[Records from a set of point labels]
◇ ◇ ◇ ◇ ◇ ◇ ◇
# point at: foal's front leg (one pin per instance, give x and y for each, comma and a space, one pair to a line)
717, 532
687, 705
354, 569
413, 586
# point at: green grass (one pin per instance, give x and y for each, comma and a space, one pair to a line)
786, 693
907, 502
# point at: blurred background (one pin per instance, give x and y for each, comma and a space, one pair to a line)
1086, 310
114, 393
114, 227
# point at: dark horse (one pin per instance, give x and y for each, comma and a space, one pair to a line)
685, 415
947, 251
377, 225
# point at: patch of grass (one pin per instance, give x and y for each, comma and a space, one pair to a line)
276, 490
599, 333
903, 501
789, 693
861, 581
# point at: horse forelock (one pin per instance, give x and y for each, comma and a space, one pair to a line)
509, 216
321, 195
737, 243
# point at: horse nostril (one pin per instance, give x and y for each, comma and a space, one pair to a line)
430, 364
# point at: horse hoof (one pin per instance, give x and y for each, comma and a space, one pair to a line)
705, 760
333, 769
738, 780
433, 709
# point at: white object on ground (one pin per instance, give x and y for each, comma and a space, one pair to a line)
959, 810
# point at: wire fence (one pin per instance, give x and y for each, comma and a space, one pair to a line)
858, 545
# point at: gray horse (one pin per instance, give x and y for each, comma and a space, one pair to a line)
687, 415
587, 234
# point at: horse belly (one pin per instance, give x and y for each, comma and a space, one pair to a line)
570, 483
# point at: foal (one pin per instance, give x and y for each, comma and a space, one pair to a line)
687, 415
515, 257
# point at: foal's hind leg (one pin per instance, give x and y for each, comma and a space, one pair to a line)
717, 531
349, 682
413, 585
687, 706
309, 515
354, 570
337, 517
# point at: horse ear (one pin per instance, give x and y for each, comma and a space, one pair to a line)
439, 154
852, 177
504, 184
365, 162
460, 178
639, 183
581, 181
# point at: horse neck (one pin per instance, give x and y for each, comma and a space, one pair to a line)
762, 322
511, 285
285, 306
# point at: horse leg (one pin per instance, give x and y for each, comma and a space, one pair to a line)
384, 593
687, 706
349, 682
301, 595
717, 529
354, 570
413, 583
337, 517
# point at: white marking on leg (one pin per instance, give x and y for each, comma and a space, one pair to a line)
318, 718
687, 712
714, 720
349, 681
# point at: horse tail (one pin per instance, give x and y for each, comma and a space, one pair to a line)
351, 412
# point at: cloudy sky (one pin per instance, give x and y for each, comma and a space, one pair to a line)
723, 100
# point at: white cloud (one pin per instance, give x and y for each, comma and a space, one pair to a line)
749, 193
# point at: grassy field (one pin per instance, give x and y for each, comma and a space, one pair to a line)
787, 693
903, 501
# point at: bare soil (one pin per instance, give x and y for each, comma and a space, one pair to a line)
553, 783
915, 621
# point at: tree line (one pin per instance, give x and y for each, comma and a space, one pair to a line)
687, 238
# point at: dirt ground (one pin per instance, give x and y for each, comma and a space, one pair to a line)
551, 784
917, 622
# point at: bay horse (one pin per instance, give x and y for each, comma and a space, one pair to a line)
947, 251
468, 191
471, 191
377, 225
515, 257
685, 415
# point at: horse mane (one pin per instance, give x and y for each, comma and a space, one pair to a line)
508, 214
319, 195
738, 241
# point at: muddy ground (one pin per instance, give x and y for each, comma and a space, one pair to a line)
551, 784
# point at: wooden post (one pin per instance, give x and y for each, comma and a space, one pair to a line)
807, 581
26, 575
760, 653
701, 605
◇ ◇ ◇ ◇ ◇ ◇ ◇
Task:
Copy out all of the records above again, unchanged.

The solution:
# point at: foal's front leg (one pin per instance, give x and y for each, comma and a space, one pair to a line)
717, 532
687, 705
354, 569
413, 586
# point at: green grass (one pin per instance, give x and y for each, comma and a space, one pair to a line)
786, 693
907, 502
# point at: blurred background (one pin per instance, give x and y for each, comma and a space, one pair to a line)
1086, 310
114, 393
114, 227
# point at: dark horse (one pin per instance, give x and y for each, comma and a space, one pair to a line)
685, 415
947, 251
377, 225
# point at: patch of grass (one pin per instance, give x and y for each, comma and a space, one pair to a line)
276, 490
599, 333
903, 501
789, 693
861, 581
# point at: horse forelock (one pin per instance, give x and y for each, comma and a space, one pair to a line)
509, 216
321, 195
737, 243
# point at: horse nostril (one pin per instance, give x and y for each, comma and a space, one pair to a line)
430, 364
# point at: horse hoof (one pin per instance, give x and y for each, comma and a space, one pair to a line)
705, 760
333, 769
738, 780
433, 709
# point at: white object on ground (one pin per instance, give x and y for each, comma and a space, one pair to a line)
959, 810
# point at: wire fence (one pin per instance, give x and y for each, comma and a space, one pair to a line)
858, 545
# point at: gray horse (one pin per instance, give x and y for each, comma and a space, one pair to a line)
687, 415
587, 234
# point at: horse belly (one pin per instance, give x and y for each, comma and a space, one pair to a line)
570, 483
# point at: foal (one pin per instance, give x and y for each, comma and a space, one pair to a line)
687, 415
515, 257
# point at: foal's hind leg (one pin per instance, give x and y for each, comma and a space, one pair to a line)
717, 531
349, 682
413, 585
687, 706
309, 515
354, 570
337, 517
# point at: horse ear (one pin per instance, give x and y for each, comma and a space, one pair to a line)
439, 154
852, 177
504, 184
365, 162
460, 178
639, 183
581, 181
# point at: horse neck (one pin per instance, give x and y for each, comma and a space, one pair to a line)
762, 322
511, 285
285, 306
# point at: horse leg (one pin per instance, give x and y for each, comma and a space, one pair to a line)
384, 593
687, 706
349, 682
301, 595
717, 529
354, 570
413, 583
337, 517
# point at: white marking on leg (one pin per instance, give x and y for each, comma and a space, one pair to a line)
318, 718
687, 712
714, 720
349, 681
# point at: horse tail (one pin per instance, give x and y for each, comma and a space, one pair to a line)
351, 412
# point at: cloudy sky (one pin per instance, give x and y for each, comma and a space, one pair to a line)
723, 100
# point at: white cloud (one pin per instance, give x and y for each, comma and a space, one pair to a line)
749, 193
# point at: grassy field (one pin per instance, give x and y for each, comma and a space, one pair to a line)
787, 693
903, 501
# point at: bare soil (one pin per instance, give x and y for each, comma and a space, one pair to a line)
553, 783
915, 621
# point at: tree line (one pin per instance, give x and y for each, comma and a space, one pair to a line)
687, 238
# point at: dirt ground (one pin per instance, give x and y for each, comma and a space, one pair to a line)
551, 784
917, 622
# point at: bay horse (one pin per instance, give x and y for each, comma and a space, one pair to a line)
947, 251
468, 191
471, 191
377, 225
515, 257
685, 415
# point at: horse mane (one pin per instance, give x and y for each, comma and a space, one pair to a line)
508, 214
319, 195
738, 241
# point at: muddy ground (one pin per instance, give x and y for each, comma and a space, one pair to a line)
551, 784
# point at: wooden post (one pin per instance, give x and y for each, comma and a space, one pair to a line)
807, 581
26, 575
760, 653
701, 605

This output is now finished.